**Work to complete**. Could you write out all of the material below again, changing "even-odd rule" to "nonzero winding rule" wherever it occurs and leaving everything else as it is?

*** Provided material

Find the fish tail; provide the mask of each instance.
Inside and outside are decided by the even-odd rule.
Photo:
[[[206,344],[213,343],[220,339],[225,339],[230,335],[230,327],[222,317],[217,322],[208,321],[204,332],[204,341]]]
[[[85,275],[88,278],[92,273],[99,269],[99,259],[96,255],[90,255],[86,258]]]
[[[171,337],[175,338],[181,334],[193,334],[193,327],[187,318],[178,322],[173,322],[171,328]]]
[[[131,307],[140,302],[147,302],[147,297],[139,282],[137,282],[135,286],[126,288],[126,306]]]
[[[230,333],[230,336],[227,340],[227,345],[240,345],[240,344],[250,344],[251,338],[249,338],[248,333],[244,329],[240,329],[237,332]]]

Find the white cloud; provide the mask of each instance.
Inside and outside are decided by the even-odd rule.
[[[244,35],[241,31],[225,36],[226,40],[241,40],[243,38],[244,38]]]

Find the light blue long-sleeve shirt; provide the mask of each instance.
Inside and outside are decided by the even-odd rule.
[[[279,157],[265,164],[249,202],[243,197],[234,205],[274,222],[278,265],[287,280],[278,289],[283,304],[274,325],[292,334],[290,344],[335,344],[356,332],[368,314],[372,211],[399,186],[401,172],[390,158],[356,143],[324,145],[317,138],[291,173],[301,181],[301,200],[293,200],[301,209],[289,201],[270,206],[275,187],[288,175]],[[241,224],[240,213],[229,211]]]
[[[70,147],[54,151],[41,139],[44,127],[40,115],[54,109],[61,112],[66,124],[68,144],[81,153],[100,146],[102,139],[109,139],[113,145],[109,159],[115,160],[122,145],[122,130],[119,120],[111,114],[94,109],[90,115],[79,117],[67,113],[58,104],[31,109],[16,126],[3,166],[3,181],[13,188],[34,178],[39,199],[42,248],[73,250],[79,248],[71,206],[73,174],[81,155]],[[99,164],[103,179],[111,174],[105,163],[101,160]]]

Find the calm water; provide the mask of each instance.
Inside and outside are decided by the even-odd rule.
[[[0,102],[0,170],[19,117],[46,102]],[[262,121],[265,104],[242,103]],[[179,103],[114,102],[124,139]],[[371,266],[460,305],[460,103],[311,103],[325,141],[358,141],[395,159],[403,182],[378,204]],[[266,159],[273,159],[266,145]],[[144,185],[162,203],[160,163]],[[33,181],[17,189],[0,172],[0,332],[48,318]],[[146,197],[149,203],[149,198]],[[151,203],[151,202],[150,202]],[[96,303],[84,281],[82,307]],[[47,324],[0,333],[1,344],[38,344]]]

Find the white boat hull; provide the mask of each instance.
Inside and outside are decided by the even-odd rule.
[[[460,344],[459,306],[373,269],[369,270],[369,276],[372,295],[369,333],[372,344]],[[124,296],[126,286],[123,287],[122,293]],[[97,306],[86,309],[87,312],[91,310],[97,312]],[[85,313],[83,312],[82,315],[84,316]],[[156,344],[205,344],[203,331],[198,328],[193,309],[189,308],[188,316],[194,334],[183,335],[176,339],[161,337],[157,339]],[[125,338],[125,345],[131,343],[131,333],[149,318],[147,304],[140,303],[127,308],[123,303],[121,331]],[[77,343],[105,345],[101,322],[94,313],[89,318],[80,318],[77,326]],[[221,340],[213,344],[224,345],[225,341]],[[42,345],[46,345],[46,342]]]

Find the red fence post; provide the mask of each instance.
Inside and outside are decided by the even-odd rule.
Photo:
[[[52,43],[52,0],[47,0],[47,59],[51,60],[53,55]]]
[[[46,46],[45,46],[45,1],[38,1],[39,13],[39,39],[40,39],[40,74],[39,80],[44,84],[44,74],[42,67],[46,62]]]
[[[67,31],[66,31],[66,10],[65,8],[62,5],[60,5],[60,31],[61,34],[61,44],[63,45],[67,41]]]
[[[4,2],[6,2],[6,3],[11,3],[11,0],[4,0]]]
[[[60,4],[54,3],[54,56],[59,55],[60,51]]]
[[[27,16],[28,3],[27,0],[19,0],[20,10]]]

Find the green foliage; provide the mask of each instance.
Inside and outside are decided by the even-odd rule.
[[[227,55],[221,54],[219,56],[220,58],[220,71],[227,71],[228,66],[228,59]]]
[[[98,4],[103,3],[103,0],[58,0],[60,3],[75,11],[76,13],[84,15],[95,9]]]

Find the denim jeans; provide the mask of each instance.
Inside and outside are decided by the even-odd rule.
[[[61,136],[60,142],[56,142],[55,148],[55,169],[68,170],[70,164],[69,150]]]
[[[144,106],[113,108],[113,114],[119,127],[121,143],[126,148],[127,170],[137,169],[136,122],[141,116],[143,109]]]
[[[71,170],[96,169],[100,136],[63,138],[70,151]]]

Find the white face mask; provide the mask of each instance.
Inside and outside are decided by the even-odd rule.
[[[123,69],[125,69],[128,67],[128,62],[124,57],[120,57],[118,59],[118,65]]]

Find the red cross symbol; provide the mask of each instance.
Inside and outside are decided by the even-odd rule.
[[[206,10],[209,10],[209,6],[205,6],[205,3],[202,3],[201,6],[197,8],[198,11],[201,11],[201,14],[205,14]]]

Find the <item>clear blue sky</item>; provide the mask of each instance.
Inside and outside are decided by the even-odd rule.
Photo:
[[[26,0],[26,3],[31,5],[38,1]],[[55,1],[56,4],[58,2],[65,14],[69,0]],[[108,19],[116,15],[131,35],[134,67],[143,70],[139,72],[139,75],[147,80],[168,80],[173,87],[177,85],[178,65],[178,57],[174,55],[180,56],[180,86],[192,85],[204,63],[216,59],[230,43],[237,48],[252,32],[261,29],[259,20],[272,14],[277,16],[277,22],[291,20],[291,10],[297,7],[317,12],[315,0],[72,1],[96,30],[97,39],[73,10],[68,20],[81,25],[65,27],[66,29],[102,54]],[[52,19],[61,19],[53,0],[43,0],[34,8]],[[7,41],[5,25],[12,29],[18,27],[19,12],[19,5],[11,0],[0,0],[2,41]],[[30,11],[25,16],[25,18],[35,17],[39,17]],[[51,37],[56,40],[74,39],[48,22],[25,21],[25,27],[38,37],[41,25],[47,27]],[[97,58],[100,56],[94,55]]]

******

**Answer to the problem**.
Find the fish tail; provide the mask of each instance.
Inside and outside are decided by the nonzero winding rule.
Photo:
[[[206,344],[213,343],[220,339],[225,339],[230,335],[230,327],[222,317],[217,322],[208,321],[204,332],[204,341]]]
[[[85,275],[88,278],[92,273],[99,269],[99,259],[96,255],[90,255],[86,258]]]
[[[171,337],[175,338],[181,334],[193,334],[193,327],[187,318],[178,322],[173,322],[171,328]]]
[[[131,307],[140,302],[147,302],[147,297],[139,282],[137,282],[135,286],[126,288],[126,306]]]
[[[230,333],[230,336],[227,340],[227,345],[240,345],[240,344],[250,344],[251,338],[249,338],[248,333],[244,329],[240,329],[237,332]]]

Find the white cloud; provide the mask of each instance.
Inside and outside are decided by the nonzero winding rule.
[[[244,35],[241,31],[225,36],[226,40],[241,40],[243,38],[244,38]]]

Find the light blue long-sleeve shirt; provide the mask of each instance.
Inside and outside are decided by the nonzero winding rule.
[[[279,157],[265,164],[249,202],[243,197],[234,205],[274,222],[278,265],[287,280],[278,289],[283,304],[274,325],[292,334],[290,344],[335,344],[356,332],[368,314],[372,211],[399,186],[401,172],[390,158],[356,143],[324,145],[317,138],[291,173],[301,181],[301,200],[293,200],[301,209],[289,201],[270,206],[275,187],[288,175]],[[241,224],[240,213],[229,211]]]
[[[70,147],[54,151],[41,139],[44,127],[40,115],[54,109],[61,112],[66,124],[68,144],[81,153],[100,146],[102,139],[109,139],[113,145],[109,159],[115,160],[122,145],[122,130],[119,120],[111,114],[94,109],[90,115],[79,117],[67,113],[58,104],[31,109],[16,126],[3,166],[3,181],[13,188],[34,178],[39,199],[42,248],[73,250],[79,248],[71,206],[73,174],[81,155]],[[99,164],[103,179],[111,174],[105,163],[101,160]]]

Find the calm water; provide the mask of each instance.
Inside and outside are decided by the nonzero winding rule.
[[[0,102],[0,170],[19,117],[46,102]],[[262,121],[265,104],[242,103]],[[179,103],[114,102],[124,139]],[[371,266],[460,305],[460,103],[311,103],[325,141],[358,141],[395,159],[403,182],[378,204]],[[266,159],[273,159],[266,145]],[[144,185],[162,203],[160,163]],[[33,181],[17,189],[0,172],[0,332],[48,318]],[[146,197],[149,203],[149,198]],[[151,203],[151,202],[150,202]],[[96,303],[84,281],[82,307]],[[47,324],[0,333],[1,344],[38,344]]]

Find the white boat hull; provide the mask of each instance.
Inside and outside are decided by the nonzero winding rule.
[[[460,344],[459,306],[373,269],[369,270],[369,276],[372,295],[369,333],[372,344]],[[124,296],[126,286],[123,287],[122,293]],[[97,306],[86,309],[87,312],[91,310],[97,312]],[[85,313],[83,312],[82,315],[84,316]],[[156,344],[205,344],[203,331],[198,328],[193,309],[189,308],[188,316],[194,334],[183,335],[176,339],[161,337],[157,339]],[[125,338],[125,345],[131,343],[131,333],[149,318],[147,304],[140,303],[127,308],[123,303],[121,331]],[[77,343],[105,345],[101,322],[94,313],[89,318],[80,318],[77,326]],[[221,340],[213,344],[224,345],[225,341]],[[42,345],[46,345],[46,342]]]

Find the red fence post; provide the mask of each instance.
Inside and outside are decided by the nonzero winding rule.
Photo:
[[[52,43],[52,0],[47,0],[47,59],[51,60],[53,55]]]
[[[46,46],[45,46],[45,1],[38,1],[39,13],[39,39],[40,39],[40,74],[39,80],[44,84],[44,74],[42,67],[46,62]]]
[[[67,31],[66,31],[66,10],[65,8],[62,5],[60,5],[60,31],[61,34],[61,44],[63,45],[67,41]]]
[[[4,2],[6,2],[6,3],[11,3],[11,0],[4,0]]]
[[[60,4],[54,3],[54,56],[59,55],[60,51]]]
[[[27,16],[28,3],[27,0],[19,0],[20,10]]]

Find the green foliage; provide the mask of each instance.
Inside and outside are decided by the nonzero winding rule.
[[[227,55],[221,54],[219,56],[220,58],[220,71],[227,71],[228,66],[228,59]]]
[[[98,4],[103,3],[103,0],[58,0],[60,3],[75,11],[76,13],[84,15],[95,9]]]

Find the denim jeans; provide the mask of each instance.
Inside and outside are decided by the nonzero winding rule.
[[[61,136],[60,142],[56,142],[55,148],[55,169],[68,170],[70,164],[69,150]]]
[[[144,106],[113,108],[113,114],[119,127],[121,143],[126,148],[127,170],[137,169],[136,122],[141,116],[143,109]]]
[[[71,170],[96,169],[100,136],[63,138],[70,151]]]

Find the white face mask; provide the mask of each instance.
Inside and outside are decided by the nonzero winding rule.
[[[123,69],[125,69],[128,67],[128,62],[124,57],[120,57],[118,59],[118,65]]]

Find the red cross symbol; provide the mask of each instance.
Inside and outside are decided by the nonzero winding rule.
[[[206,10],[209,10],[209,6],[205,6],[205,3],[202,3],[201,6],[197,8],[198,11],[201,11],[201,14],[205,14]]]

Find the <item>clear blue sky</item>; provide the mask of each instance.
Inside and outside are decided by the nonzero winding rule.
Photo:
[[[26,0],[26,3],[31,5],[38,1]],[[55,1],[56,4],[58,2],[65,14],[69,0]],[[108,19],[116,15],[131,35],[134,67],[143,70],[139,72],[139,75],[147,80],[168,80],[173,87],[177,85],[178,65],[178,57],[174,55],[180,56],[180,86],[192,85],[204,63],[216,59],[230,43],[237,48],[252,32],[261,29],[259,20],[272,14],[277,16],[277,22],[291,20],[291,10],[297,7],[317,12],[315,0],[72,1],[96,30],[97,39],[73,10],[68,20],[81,25],[65,27],[66,29],[102,54]],[[52,19],[61,19],[53,0],[43,0],[34,8]],[[7,41],[5,25],[12,29],[18,27],[19,12],[19,5],[11,0],[0,0],[2,41]],[[30,11],[25,16],[25,18],[35,17],[39,17]],[[51,37],[56,40],[74,39],[48,22],[25,21],[25,27],[38,37],[41,25],[47,27]],[[97,58],[100,56],[94,55]]]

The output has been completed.